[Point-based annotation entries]
** start **

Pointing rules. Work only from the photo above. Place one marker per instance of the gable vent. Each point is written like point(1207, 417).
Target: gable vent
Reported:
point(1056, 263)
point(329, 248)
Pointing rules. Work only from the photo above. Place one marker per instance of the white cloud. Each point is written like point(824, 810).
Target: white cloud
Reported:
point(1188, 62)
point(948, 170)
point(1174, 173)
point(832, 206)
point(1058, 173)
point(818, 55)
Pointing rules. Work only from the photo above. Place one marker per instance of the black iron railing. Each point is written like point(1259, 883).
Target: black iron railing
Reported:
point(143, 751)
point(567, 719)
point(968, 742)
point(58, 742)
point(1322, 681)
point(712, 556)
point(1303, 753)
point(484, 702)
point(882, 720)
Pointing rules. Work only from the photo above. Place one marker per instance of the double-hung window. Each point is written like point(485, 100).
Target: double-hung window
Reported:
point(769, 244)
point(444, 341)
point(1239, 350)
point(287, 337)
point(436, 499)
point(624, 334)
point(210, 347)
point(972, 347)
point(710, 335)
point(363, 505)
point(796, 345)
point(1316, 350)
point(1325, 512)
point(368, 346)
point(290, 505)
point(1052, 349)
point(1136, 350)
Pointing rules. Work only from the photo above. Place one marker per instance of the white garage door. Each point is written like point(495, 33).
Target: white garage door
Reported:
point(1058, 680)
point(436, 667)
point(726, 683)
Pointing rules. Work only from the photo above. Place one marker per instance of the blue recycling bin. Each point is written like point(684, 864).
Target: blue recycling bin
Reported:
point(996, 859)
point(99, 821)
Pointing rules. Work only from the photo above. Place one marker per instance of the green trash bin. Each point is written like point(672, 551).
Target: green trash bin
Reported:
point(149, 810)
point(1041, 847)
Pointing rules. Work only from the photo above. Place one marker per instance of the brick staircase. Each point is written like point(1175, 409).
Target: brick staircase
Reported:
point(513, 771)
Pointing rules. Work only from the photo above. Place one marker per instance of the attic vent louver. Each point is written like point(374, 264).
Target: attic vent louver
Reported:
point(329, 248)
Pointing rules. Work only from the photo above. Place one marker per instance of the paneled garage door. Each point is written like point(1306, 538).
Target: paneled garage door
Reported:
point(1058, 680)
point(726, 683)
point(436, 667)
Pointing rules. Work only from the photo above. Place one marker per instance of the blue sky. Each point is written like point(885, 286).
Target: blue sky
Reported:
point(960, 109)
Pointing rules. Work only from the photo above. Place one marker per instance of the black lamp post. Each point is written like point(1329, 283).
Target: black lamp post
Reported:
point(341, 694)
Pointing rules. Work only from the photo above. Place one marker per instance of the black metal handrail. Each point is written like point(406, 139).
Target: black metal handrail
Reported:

** end **

*STATED GOAL*.
Reproduce every one of the entries above verbatim, line for line, without changing anything.

*TASK OUTPUT*.
Pointing rules. Work only from the photo above. Place one marker per instance of the gable vent. Each point is written like point(1207, 417).
Target: gable vent
Reported:
point(1056, 263)
point(329, 248)
Pointing rules. Work only from the photo above. Place one marker per instance of the white cloud. Each point is written like point(824, 810).
Target: white cloud
Reported:
point(1188, 62)
point(948, 170)
point(1174, 173)
point(832, 206)
point(1058, 173)
point(818, 55)
Pointing rules. Work only from the photo above. Place one marker per instance of the black iron railing. Each point is written like point(1259, 883).
Target: black iron railing
Reported:
point(143, 751)
point(567, 719)
point(968, 742)
point(58, 742)
point(1322, 681)
point(712, 556)
point(1303, 753)
point(484, 702)
point(882, 720)
Pointing rules. Work only from the photo above. Place one marker per instance of the double-hung window. Each point is written like point(485, 100).
Target: double-hung window
Reported:
point(769, 244)
point(444, 341)
point(1239, 350)
point(287, 337)
point(436, 499)
point(624, 334)
point(210, 347)
point(972, 347)
point(710, 335)
point(363, 505)
point(796, 345)
point(1316, 350)
point(1325, 512)
point(368, 346)
point(290, 505)
point(1052, 349)
point(1136, 350)
Pointing rules. Work only from the photo above. Place one marker per instance of the white garage door. Each point is written like point(495, 33).
Target: white garage door
Reported:
point(1058, 680)
point(436, 667)
point(726, 683)
Pointing rules. Work only from the photo above. Place one marker per instance of the blue recycling bin. Each point is written like point(684, 864).
Target: blue recycling bin
Reported:
point(996, 859)
point(99, 821)
Pointing rules. Work only from the photo above. Place one marker per instance of the green trash bin. Each point is written like point(672, 551).
Target: green trash bin
Reported:
point(149, 810)
point(1041, 847)
Pointing rules. Work only from the photo above. Place one marker per instance of the brick staircase. Each point is written like point(1175, 409).
Target: brick staircase
Reported:
point(513, 771)
Pointing rules. Work only from the photo above. Place one marker per instance of the attic vent louver. Each point is written like point(374, 264).
Target: attic vent louver
Reported:
point(329, 248)
Pointing rules. Work only from the photo above. Place one marker per instance of the paneled garage door. Each point is written like point(1306, 538).
Target: paneled garage door
Reported:
point(1058, 680)
point(726, 683)
point(436, 667)
Pointing rules. Work only from the photo above. Place one marker per instance of the blue sky. Each point is written like point(885, 286).
Target: blue sky
Reported:
point(960, 109)
Pointing rules. Work only from the photo above. Place one marker per instance of the black lamp post. Each point is written like point(1329, 283).
Target: black lamp post
Reported:
point(341, 694)
Pointing rules. Work only from the photo above. Place one marker per instance of the black metal handrail. Each point is written like point(406, 139).
Target: black metal handrail
Reported:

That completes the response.